§ **RECORD EXTRACTS**
○ ○ ○ ○

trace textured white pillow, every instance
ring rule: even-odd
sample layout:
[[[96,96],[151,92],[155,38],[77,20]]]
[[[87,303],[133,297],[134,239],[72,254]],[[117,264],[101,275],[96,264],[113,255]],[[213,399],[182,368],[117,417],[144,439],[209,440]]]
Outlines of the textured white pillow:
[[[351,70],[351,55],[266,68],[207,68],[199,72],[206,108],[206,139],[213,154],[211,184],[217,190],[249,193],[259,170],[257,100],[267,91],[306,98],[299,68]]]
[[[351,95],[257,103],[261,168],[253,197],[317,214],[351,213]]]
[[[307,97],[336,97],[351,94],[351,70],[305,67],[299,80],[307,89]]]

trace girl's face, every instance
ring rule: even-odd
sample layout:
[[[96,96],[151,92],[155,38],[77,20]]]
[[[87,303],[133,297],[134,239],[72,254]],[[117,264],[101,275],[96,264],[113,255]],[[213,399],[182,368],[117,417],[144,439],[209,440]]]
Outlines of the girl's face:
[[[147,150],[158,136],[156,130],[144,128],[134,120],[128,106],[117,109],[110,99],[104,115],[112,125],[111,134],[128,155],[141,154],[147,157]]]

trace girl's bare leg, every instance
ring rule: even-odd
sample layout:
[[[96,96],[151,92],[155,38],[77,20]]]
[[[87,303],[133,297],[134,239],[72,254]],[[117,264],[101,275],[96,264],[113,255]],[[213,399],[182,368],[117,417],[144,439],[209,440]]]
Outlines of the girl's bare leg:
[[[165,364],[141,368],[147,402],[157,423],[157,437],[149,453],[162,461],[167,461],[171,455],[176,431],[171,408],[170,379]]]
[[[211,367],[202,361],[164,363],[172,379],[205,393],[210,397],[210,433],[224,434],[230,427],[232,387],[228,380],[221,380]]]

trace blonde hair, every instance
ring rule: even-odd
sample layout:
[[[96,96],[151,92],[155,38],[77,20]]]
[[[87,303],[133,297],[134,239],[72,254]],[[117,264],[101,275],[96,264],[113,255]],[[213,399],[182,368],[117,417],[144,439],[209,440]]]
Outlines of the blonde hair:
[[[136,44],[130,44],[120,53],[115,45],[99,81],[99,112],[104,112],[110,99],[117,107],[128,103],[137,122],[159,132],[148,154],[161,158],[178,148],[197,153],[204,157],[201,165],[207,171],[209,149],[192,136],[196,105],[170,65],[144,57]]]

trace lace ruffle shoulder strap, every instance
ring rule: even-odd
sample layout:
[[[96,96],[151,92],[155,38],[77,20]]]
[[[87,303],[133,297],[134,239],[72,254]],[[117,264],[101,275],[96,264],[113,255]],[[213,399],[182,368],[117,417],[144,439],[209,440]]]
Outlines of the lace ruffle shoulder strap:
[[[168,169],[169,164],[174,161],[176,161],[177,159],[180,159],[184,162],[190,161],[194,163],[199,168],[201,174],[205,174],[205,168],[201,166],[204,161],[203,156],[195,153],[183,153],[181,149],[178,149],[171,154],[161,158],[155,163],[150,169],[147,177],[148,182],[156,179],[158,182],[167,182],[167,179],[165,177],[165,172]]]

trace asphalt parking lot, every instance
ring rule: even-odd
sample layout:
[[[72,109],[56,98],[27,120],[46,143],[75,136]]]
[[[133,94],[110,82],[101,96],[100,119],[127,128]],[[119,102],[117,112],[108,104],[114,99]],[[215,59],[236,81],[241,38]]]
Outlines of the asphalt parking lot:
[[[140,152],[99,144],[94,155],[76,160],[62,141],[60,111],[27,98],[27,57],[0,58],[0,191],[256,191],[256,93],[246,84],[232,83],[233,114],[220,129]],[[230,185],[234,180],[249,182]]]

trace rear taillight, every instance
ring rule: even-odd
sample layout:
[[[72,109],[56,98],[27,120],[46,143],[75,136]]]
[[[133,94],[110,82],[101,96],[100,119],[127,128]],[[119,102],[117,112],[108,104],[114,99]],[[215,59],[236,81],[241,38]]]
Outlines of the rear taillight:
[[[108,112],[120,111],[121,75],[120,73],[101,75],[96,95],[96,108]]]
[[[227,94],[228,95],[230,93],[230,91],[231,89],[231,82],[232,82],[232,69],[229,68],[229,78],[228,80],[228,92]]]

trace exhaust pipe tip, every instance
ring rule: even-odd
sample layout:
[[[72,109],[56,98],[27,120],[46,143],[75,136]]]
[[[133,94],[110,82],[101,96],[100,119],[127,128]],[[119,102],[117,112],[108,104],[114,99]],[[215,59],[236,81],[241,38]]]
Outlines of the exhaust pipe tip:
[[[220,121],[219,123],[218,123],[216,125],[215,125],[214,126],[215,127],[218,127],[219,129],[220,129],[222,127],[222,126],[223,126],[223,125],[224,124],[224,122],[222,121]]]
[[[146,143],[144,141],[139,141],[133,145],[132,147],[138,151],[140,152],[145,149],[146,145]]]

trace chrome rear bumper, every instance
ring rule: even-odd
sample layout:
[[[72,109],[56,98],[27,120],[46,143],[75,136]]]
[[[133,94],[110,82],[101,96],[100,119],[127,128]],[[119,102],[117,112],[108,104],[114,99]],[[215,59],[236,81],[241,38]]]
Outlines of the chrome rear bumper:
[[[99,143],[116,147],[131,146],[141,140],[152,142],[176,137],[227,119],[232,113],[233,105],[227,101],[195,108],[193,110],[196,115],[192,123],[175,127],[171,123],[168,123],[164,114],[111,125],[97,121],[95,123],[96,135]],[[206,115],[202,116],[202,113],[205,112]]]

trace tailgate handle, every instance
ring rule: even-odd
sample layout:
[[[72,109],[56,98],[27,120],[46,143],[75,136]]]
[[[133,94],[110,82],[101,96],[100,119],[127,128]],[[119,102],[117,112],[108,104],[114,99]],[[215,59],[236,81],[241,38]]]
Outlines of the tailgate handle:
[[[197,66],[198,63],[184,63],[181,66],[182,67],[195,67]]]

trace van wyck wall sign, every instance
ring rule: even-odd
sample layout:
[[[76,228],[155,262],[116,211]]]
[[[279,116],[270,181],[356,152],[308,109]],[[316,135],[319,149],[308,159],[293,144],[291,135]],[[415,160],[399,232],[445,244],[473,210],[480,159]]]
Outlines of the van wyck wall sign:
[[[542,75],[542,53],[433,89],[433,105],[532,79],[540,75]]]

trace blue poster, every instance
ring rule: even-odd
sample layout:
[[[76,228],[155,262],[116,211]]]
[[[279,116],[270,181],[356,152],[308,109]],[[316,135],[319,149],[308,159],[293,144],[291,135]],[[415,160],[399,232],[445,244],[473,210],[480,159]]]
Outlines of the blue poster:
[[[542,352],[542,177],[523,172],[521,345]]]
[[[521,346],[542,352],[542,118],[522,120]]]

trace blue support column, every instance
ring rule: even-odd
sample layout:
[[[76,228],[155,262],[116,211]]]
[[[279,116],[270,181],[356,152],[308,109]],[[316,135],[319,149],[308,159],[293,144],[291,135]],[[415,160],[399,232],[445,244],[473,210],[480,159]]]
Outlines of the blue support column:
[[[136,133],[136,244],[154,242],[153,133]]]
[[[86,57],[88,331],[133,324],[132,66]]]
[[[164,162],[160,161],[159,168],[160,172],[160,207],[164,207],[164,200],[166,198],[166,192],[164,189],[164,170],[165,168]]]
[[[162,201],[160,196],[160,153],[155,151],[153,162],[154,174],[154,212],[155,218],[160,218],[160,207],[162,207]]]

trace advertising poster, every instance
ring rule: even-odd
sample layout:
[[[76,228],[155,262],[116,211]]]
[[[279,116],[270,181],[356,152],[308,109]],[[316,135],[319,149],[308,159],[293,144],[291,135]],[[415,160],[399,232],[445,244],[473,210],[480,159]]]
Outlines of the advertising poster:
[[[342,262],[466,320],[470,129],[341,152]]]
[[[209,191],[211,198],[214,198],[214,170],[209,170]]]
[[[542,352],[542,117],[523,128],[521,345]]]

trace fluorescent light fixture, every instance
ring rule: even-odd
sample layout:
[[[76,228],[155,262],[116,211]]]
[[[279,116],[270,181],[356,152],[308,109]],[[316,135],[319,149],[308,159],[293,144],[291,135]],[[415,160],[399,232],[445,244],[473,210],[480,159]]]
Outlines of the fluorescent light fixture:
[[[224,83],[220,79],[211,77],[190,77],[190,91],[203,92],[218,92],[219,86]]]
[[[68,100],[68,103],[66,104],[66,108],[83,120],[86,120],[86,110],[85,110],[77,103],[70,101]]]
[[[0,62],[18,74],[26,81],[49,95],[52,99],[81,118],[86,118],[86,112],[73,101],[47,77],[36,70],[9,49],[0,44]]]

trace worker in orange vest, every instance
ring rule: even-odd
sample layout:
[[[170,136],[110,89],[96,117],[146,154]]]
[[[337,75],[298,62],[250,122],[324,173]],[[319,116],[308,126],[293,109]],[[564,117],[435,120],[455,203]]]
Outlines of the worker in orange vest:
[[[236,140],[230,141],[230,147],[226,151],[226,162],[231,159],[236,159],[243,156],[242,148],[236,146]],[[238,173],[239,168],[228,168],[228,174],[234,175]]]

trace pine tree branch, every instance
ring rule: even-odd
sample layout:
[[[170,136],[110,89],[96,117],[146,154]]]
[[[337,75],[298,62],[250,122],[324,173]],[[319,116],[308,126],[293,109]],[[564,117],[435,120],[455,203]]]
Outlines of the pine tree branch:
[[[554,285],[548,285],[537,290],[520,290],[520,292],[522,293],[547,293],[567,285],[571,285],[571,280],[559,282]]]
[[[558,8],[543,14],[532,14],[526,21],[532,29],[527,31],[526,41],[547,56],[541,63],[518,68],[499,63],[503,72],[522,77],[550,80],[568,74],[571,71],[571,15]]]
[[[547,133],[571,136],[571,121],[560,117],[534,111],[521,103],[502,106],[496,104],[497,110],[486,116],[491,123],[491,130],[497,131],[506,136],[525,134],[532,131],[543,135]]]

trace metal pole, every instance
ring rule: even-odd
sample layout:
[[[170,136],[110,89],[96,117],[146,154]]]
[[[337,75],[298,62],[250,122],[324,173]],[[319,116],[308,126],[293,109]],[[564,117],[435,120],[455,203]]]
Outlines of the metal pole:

○ ○ ○ ○

§ **EXERCISE DESCRIPTION**
Copy the rows verbatim from the line with "trace tailgate handle, every instance" to the line with "[[[197,66],[198,63],[184,63],[181,66],[182,67],[195,67]]]", including both of those lines.

§ **OUTPUT FOR THIS EXERCISE**
trace tailgate handle, every instance
ring rule: even-odd
sample layout:
[[[72,109],[56,98],[27,120],[46,143],[75,136]]]
[[[133,94],[110,82],[101,96],[100,119],[127,128]],[[119,102],[117,112],[108,104],[114,99]],[[215,59],[236,81],[241,38]]]
Outlines of the tailgate handle:
[[[197,66],[198,63],[184,63],[181,66],[182,67],[195,67]]]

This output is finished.